◆ **The task**: Convert the records below into a Markdown table with the columns "Row" and "Line," giving each nonblank line its own numbered row. Omit blank lines, and leave the pictures out of your answer.

◆ **Material for the task**:
------------------------
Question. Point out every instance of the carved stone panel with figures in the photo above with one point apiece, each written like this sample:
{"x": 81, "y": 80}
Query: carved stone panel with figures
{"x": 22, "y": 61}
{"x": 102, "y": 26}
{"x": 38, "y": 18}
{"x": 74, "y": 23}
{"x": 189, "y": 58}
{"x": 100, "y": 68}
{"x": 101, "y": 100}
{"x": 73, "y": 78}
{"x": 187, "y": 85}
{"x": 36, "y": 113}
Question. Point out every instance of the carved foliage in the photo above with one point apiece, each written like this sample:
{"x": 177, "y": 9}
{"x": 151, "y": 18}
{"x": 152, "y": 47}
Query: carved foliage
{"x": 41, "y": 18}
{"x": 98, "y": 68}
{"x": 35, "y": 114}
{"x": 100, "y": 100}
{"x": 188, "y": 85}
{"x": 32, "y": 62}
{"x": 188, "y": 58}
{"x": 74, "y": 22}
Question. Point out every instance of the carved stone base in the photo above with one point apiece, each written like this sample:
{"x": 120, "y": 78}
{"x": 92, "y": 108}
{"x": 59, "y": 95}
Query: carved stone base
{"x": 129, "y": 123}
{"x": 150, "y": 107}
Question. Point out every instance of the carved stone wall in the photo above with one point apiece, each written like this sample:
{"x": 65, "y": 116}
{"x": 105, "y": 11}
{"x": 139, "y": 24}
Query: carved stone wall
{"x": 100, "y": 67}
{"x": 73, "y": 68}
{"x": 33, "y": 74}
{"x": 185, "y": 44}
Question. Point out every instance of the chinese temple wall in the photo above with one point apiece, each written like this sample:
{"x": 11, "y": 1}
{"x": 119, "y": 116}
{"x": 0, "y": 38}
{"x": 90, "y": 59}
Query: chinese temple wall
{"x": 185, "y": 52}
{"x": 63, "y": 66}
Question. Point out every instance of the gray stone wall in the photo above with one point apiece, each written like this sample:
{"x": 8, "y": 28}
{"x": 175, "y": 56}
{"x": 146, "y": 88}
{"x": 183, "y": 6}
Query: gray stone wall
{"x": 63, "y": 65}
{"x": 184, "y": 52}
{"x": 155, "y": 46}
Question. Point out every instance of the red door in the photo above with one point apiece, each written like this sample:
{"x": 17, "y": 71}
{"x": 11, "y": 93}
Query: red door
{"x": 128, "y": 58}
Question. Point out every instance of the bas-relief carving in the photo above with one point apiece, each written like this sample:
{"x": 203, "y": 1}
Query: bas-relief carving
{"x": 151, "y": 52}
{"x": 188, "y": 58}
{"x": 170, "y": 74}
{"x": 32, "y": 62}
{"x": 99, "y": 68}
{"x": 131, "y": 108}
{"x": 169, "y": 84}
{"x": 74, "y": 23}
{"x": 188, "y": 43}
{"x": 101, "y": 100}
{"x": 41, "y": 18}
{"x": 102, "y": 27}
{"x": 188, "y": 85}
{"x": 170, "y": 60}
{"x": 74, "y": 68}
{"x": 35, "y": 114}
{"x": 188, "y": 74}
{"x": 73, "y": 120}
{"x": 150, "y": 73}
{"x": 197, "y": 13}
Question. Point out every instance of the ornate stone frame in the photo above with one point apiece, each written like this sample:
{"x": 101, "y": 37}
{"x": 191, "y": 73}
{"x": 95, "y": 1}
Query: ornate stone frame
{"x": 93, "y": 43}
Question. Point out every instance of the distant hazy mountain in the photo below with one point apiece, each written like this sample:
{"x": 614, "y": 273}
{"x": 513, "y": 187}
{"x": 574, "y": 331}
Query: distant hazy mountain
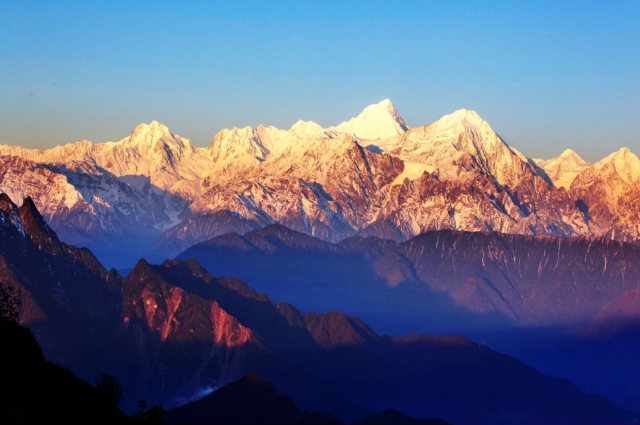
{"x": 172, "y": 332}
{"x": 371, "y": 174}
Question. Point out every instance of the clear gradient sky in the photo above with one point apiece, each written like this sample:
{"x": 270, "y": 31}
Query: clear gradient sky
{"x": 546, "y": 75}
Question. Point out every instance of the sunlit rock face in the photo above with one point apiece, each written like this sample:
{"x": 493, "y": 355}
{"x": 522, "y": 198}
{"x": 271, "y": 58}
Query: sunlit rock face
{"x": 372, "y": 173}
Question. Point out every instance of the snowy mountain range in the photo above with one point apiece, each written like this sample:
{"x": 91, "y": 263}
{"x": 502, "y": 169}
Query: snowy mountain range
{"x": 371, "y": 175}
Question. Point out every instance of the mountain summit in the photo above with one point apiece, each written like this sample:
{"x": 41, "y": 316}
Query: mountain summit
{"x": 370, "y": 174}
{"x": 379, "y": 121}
------------------------
◆ **Final result**:
| Row | Line |
|---|---|
| 1 | Question. Point out every instance of the carved stone panel with figures in the photo above with one point apiece, each written like this sample: |
| 2 | {"x": 81, "y": 80} |
| 3 | Query: carved stone panel with figures |
| 4 | {"x": 22, "y": 61} |
| 5 | {"x": 102, "y": 26} |
| 6 | {"x": 38, "y": 18} |
| 7 | {"x": 74, "y": 23} |
| 8 | {"x": 189, "y": 58} |
| 9 | {"x": 100, "y": 68} |
| 10 | {"x": 101, "y": 100} |
| 11 | {"x": 73, "y": 78} |
| 12 | {"x": 187, "y": 85} |
| 13 | {"x": 36, "y": 113} |
| 14 | Question. Point out every instance of the carved foliage in the photo above with one point apiece, each written like this sample: |
| 15 | {"x": 177, "y": 9} |
| 16 | {"x": 151, "y": 18} |
| 17 | {"x": 152, "y": 47} |
| 18 | Query: carved foliage |
| 19 | {"x": 41, "y": 18} |
| 20 | {"x": 98, "y": 68} |
| 21 | {"x": 35, "y": 114} |
| 22 | {"x": 100, "y": 100} |
| 23 | {"x": 188, "y": 85} |
| 24 | {"x": 32, "y": 62} |
| 25 | {"x": 188, "y": 58} |
| 26 | {"x": 74, "y": 22} |
| 27 | Question. Point out every instance of the carved stone base in the photo above with one point apiece, each written like this sample: |
| 28 | {"x": 120, "y": 78} |
| 29 | {"x": 92, "y": 108} |
| 30 | {"x": 59, "y": 95} |
| 31 | Query: carved stone base |
| 32 | {"x": 129, "y": 123} |
| 33 | {"x": 150, "y": 107} |
| 34 | Question. Point out every instance of the carved stone wall in the photo above with one point apiece, each written like this sample: |
| 35 | {"x": 65, "y": 116} |
| 36 | {"x": 105, "y": 11} |
| 37 | {"x": 139, "y": 24} |
| 38 | Query: carved stone wall |
| 39 | {"x": 100, "y": 67} |
| 40 | {"x": 73, "y": 68} |
| 41 | {"x": 33, "y": 74} |
| 42 | {"x": 185, "y": 44} |
| 43 | Question. Point out every instance of the chinese temple wall in the photo above with one point apiece, each written like this sample: |
| 44 | {"x": 11, "y": 1} |
| 45 | {"x": 119, "y": 116} |
| 46 | {"x": 0, "y": 38} |
| 47 | {"x": 90, "y": 59} |
| 48 | Query: chinese temple wall |
| 49 | {"x": 185, "y": 52} |
| 50 | {"x": 63, "y": 66} |
| 51 | Question. Point out every instance of the gray stone wall in the photo above with one point apiece, each written like this sample: |
| 52 | {"x": 8, "y": 28} |
| 53 | {"x": 175, "y": 56} |
| 54 | {"x": 146, "y": 88} |
| 55 | {"x": 183, "y": 6} |
| 56 | Query: gray stone wall |
| 57 | {"x": 63, "y": 65} |
| 58 | {"x": 184, "y": 52} |
| 59 | {"x": 155, "y": 46} |
| 60 | Question. Point out every instance of the red door in the photo above with one point apiece, each written like this sample: |
| 61 | {"x": 17, "y": 71} |
| 62 | {"x": 11, "y": 93} |
| 63 | Query: red door |
| 64 | {"x": 128, "y": 58} |
| 65 | Question. Point out every instance of the bas-relief carving in the photo above with one point apiece, each written like this sample: |
| 66 | {"x": 203, "y": 1} |
| 67 | Query: bas-relief carving |
| 68 | {"x": 151, "y": 52} |
| 69 | {"x": 188, "y": 58} |
| 70 | {"x": 170, "y": 74} |
| 71 | {"x": 32, "y": 62} |
| 72 | {"x": 99, "y": 68} |
| 73 | {"x": 131, "y": 108} |
| 74 | {"x": 169, "y": 84} |
| 75 | {"x": 74, "y": 23} |
| 76 | {"x": 188, "y": 43} |
| 77 | {"x": 101, "y": 100} |
| 78 | {"x": 41, "y": 18} |
| 79 | {"x": 102, "y": 27} |
| 80 | {"x": 188, "y": 85} |
| 81 | {"x": 170, "y": 60} |
| 82 | {"x": 74, "y": 68} |
| 83 | {"x": 35, "y": 114} |
| 84 | {"x": 188, "y": 74} |
| 85 | {"x": 73, "y": 120} |
| 86 | {"x": 150, "y": 73} |
| 87 | {"x": 197, "y": 13} |
| 88 | Question. Point out every instance of the ornate stone frame in the photo above with one point apiece, each written like this sample: |
| 89 | {"x": 101, "y": 37} |
| 90 | {"x": 191, "y": 73} |
| 91 | {"x": 95, "y": 1} |
| 92 | Query: ornate stone frame |
| 93 | {"x": 93, "y": 43} |
| 94 | Question. Point out every instance of the distant hazy mountain in the photo below with one point apiece, each written like this sample: |
| 95 | {"x": 614, "y": 273} |
| 96 | {"x": 513, "y": 187} |
| 97 | {"x": 574, "y": 331} |
| 98 | Query: distant hazy mountain |
| 99 | {"x": 172, "y": 332} |
| 100 | {"x": 371, "y": 174} |
| 101 | Question. Point out every instance of the clear gradient sky in the photo above with one point apiece, each written like this sample: |
| 102 | {"x": 270, "y": 31} |
| 103 | Query: clear gradient sky |
| 104 | {"x": 546, "y": 75} |
| 105 | Question. Point out every instance of the sunlit rock face in the photo above with one point apiece, each written like this sample: |
| 106 | {"x": 493, "y": 355} |
| 107 | {"x": 522, "y": 198} |
| 108 | {"x": 271, "y": 58} |
| 109 | Query: sunlit rock face |
| 110 | {"x": 372, "y": 173} |
| 111 | Question. Point out every instance of the snowy mountain range in the photo above with one point apiece, each written like this sample: |
| 112 | {"x": 91, "y": 263} |
| 113 | {"x": 502, "y": 169} |
| 114 | Query: snowy mountain range |
| 115 | {"x": 371, "y": 175} |
| 116 | Question. Point out every instance of the mountain summit in the photo above with one point apiece, each written like this sample: |
| 117 | {"x": 41, "y": 316} |
| 118 | Query: mountain summit |
| 119 | {"x": 370, "y": 174} |
| 120 | {"x": 379, "y": 121} |